The problem:
Reproduce all the entries beneath this sentence exactly.

**** Given data ****

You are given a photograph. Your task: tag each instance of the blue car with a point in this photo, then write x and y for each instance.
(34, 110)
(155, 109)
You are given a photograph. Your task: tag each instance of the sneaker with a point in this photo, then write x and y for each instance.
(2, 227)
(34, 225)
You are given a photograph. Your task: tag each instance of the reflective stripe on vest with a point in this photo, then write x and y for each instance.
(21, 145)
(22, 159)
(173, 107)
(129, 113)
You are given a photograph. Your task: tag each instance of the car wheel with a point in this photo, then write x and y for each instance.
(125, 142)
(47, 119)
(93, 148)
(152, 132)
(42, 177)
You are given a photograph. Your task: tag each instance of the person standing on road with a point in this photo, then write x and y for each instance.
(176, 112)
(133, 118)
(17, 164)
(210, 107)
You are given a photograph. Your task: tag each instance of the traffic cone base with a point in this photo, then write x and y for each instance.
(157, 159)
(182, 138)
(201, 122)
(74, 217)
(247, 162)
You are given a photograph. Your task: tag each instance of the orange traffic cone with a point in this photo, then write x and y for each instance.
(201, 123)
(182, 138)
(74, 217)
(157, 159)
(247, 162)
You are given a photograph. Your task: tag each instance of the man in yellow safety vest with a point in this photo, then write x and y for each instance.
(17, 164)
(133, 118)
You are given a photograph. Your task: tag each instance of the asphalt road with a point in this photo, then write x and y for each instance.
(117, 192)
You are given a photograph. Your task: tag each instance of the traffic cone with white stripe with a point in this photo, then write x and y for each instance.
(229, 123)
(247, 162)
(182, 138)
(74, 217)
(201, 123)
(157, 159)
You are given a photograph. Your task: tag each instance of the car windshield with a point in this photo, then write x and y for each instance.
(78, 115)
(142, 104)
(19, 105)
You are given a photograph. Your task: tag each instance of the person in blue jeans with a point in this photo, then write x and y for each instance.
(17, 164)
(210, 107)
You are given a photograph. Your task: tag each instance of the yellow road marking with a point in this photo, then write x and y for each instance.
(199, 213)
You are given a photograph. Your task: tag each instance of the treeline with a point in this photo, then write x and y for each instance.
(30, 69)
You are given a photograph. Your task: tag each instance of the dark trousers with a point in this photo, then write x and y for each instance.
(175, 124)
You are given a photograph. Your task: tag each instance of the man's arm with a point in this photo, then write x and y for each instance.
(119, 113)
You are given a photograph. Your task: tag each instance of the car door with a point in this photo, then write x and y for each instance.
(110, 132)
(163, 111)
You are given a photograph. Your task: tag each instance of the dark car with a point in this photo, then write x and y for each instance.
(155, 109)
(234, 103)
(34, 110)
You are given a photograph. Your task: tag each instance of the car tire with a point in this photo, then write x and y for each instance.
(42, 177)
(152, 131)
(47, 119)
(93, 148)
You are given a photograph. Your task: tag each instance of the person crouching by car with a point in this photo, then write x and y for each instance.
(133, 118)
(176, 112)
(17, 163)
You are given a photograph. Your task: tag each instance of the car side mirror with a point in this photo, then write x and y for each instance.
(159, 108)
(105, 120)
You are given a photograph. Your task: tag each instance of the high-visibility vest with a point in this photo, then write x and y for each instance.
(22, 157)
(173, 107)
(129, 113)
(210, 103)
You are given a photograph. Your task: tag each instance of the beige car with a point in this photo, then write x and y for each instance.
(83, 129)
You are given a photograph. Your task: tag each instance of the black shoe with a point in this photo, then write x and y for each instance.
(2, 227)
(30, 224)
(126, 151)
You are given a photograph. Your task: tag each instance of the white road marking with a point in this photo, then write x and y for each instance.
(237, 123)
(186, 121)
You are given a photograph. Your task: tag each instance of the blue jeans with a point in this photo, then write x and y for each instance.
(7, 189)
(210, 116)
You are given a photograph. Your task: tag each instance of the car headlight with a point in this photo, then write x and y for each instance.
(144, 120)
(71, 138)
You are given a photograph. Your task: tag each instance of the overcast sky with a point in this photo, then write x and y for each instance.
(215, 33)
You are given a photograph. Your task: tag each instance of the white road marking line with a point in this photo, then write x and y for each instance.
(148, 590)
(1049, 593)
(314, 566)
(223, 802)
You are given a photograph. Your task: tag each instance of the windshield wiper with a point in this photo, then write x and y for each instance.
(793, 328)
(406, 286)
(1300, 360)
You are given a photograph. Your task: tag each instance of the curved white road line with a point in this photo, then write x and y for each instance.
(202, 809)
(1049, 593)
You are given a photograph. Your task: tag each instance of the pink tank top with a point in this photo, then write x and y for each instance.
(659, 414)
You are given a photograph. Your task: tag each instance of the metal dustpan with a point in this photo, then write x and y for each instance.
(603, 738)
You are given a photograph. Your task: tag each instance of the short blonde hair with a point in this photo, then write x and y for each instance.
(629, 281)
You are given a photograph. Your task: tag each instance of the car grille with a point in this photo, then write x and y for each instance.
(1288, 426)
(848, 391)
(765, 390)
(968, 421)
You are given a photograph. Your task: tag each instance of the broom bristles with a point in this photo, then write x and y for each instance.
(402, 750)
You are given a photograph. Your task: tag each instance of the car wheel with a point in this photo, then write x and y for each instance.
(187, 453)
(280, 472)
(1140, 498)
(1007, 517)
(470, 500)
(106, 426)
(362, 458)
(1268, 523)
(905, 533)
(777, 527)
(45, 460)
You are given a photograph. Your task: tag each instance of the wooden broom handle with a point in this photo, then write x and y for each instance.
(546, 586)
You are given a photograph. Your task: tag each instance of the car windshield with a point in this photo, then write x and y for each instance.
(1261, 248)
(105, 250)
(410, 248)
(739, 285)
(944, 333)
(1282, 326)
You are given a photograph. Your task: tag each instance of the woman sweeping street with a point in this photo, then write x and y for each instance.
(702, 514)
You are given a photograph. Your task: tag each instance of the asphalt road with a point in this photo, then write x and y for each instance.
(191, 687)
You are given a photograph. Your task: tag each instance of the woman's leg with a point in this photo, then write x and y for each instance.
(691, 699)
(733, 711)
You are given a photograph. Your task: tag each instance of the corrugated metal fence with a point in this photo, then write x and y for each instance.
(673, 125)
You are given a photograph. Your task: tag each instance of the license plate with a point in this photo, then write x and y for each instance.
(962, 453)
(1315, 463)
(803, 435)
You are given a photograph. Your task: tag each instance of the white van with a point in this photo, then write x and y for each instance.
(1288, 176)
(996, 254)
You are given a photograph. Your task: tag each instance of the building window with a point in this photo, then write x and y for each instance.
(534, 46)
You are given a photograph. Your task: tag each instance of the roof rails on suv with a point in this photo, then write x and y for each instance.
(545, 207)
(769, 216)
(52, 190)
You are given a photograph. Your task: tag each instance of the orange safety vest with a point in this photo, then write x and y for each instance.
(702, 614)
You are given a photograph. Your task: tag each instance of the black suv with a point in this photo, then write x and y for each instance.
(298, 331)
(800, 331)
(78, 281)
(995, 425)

****

Response below:
You are given a photograph. Your task: tag each instance of the blue car with a point in this photo, then write x and y for each instance.
(34, 110)
(155, 109)
You are given a photograph. Your task: tag each instance of the sneaker with a point in this photo, then write x and y for each instance.
(2, 227)
(34, 225)
You are given a photograph. Your task: tag each instance of the reflective stripe on vest with a point in this photo, then write x and y for each instance.
(21, 145)
(22, 159)
(173, 107)
(129, 113)
You are given a photograph. Your task: tag each instance of the car wheel with a point in this photo, then write x and y for each instance.
(125, 142)
(47, 119)
(93, 148)
(152, 132)
(42, 177)
You are given a photograph. Your task: tag each instance of the person standing on road with a point in this photo, then write x and y for each instance.
(176, 112)
(133, 118)
(17, 164)
(210, 107)
You are given a photograph. Your task: tag each instance of the traffic cone base with a point in this photo, then write x and y for each instance.
(157, 159)
(182, 138)
(201, 122)
(74, 217)
(247, 162)
You are given a photograph. Your task: tag each instance of the orange traffic cone with a point in this photo, then write x and y for each instance.
(201, 123)
(182, 138)
(74, 217)
(157, 159)
(247, 162)
You are given a photograph. Your task: tag each instance of the man in yellow safety vest with a point in this photo, then write x and y for each instance.
(17, 164)
(133, 118)
You are given a photograph. Your task: tag each instance of the asphalt road with a point in this photo, then write x and y for each instance.
(117, 192)
You are given a photograph. Your task: tag each instance of the traffic cone with white stripe with a point in this photo, then write x and y for each instance.
(229, 123)
(247, 162)
(182, 138)
(74, 217)
(201, 123)
(157, 159)
You are given a photograph. Your task: tag each instance of the car windshield with a point in this photo, then write x and y for each instance.
(78, 115)
(142, 104)
(19, 105)
You are given a photograph. Your task: tag each instance of the person in blue jeans with a point in this photo, then write x and y for each instance.
(17, 164)
(210, 107)
You are given a photograph. Your task: tag each instance of the yellow road marking with a point in this photo, then write x and y for each instance.
(199, 213)
You are given a photograph. Your task: tag each instance of the treeline with a point in this photo, then write x and y for each instance.
(30, 69)
You are given a photograph. Your task: tag each instance of the dark trousers with a point in this photo, then write x and y for each instance.
(175, 124)
You are given a photograph. Your task: tag each instance of the man's arm with a point in this photo, then write x and y for each instance.
(119, 113)
You are given a photograph. Your task: tag each instance of the car door with a point in this photo, then write x and y for each instance.
(110, 132)
(163, 111)
You are given a photograph. Your task: tag each instance of the dark car with a point in this photo, then write x and y for each instance.
(155, 109)
(234, 103)
(34, 110)
You are given a photograph. Your task: tag each instance of the car tire with a point in this photo, then write x and y for each instance.
(42, 177)
(152, 131)
(47, 119)
(93, 148)
You are given a photograph. Your task: tag each instance of the person crouching by car with a point in this photo, then write x and y for each instance.
(133, 118)
(176, 112)
(17, 163)
You are given a photograph. Your task: tag each instance of the car side mirror with a point in this photo, then write x and y for each instance.
(159, 108)
(105, 120)
You are given a photograph. Your task: tag each instance of the high-visibility vest with a point in this photo, then write x and y for each instance.
(22, 157)
(173, 107)
(129, 113)
(210, 103)
You are given a photograph. Your task: tag each instance of the beige car with a point in this photo, then write x and y for each instance.
(83, 129)
You are given a photograph. Your task: tag each instance of the black shoe with a point in this photo, then write x and y for each instance.
(2, 227)
(30, 224)
(126, 151)
You are given a photograph. Your task: tag each instance of the white road marking with a point in this photo, then write x and y for each instance.
(237, 123)
(186, 121)
You are given a photograph. Your task: tag each instance of the blue jeans with a point in this photo, then write x and y for each instance.
(7, 189)
(210, 116)
You are given a photograph. Your task: tag each instance of the car headlight with a point in this photo, then write x and y for each instance.
(144, 120)
(71, 138)
You are given a photograph. Your task: tag each instance of the overcast sky with a point in this photo, then write x and y for each instance.
(215, 33)
You are given a photograph. Your task: tag each instance of the white road marking line with a point in this photo, then write x and y for each instance.
(148, 590)
(1049, 593)
(314, 566)
(223, 802)
You are given a photograph. Your task: tag each instance of the windshield wiper with a point in this photo, then write x and y for each instance.
(793, 328)
(406, 286)
(1300, 360)
You are given a photograph. Your task: tag each instance of the curved white road line with a point in this photo, then write x and y for each instance.
(202, 809)
(1049, 593)
You are given a photograph. Your task: tag each instance of the pink tank top with a point in this photo, then write x and y for each instance.
(659, 414)
You are given a photograph. Your task: tag each instance of the metal dustpan with a point in this photo, then write x and y for each instance.
(603, 738)
You are given a photograph. Your task: tag each instance of the short blonde hair with a point in this photo, then write x and y for each instance.
(629, 281)
You are given a photograph. Your task: tag each instance of the car grille with a point in this photo, then write x and y for each instance.
(1288, 426)
(848, 391)
(765, 390)
(968, 421)
You are given a photograph. Your task: tag each instance of the broom bristles with a point in this photo, then write x and y for each instance.
(402, 750)
You are given a photograph. Your task: tag each instance of the car wheel with a point in this photo, then write x and y for each instance.
(187, 453)
(280, 472)
(1140, 498)
(1007, 517)
(470, 500)
(106, 426)
(362, 458)
(1268, 523)
(905, 533)
(777, 527)
(45, 460)
You are given a photograph. Your task: tag each instance of the wooden broom handle with a point in this photo, then write x and y for each instance.
(546, 586)
You are given a photograph. Your task: tag each instance of the car windshield with a point in this photo, then write x and y for each instance.
(1261, 248)
(105, 250)
(410, 248)
(739, 285)
(944, 333)
(1282, 326)
You are given a photograph. Your task: tag each instance of the woman sweeping street with a point in this photo, then write x and y for each instance.
(702, 514)
You are given a photograph. Your task: tag each instance of the asphalt road with a point in this photo, then write x and y for each instance.
(191, 687)
You are given a photograph. Your task: tag each instance of the woman's leg with a point in this photo, then write x and y for each instance.
(691, 699)
(733, 711)
You are given a photograph. Your task: tag each instance of the corrugated metal fence with a point in this photo, then write x and y for each instance.
(673, 125)
You are given a photograph. Your task: tag each instance of the license plate with a point in this photo, then write x and y for each instance.
(962, 453)
(1315, 463)
(803, 435)
You are given a photograph. Your task: tag each instance of the white van with a point in this photo, then write x and y for each instance.
(1288, 176)
(996, 254)
You are given a photograph. Your task: tag each instance of the building window with a point in this photo, then write x and y for each instance.
(534, 46)
You are given a photograph. Your task: tag each instance of the roof rails on suv with a point in this photo, then write x and y for each instance.
(545, 207)
(769, 216)
(52, 190)
You are given a photograph. Your task: tag each instance of the orange safety vest with a point in this photo, then write x and y for each instance.
(702, 614)
You are given a photograph. Your task: tag each instance of the black suv with a point in this photo, then write x and y for each instance.
(298, 331)
(800, 331)
(78, 281)
(995, 425)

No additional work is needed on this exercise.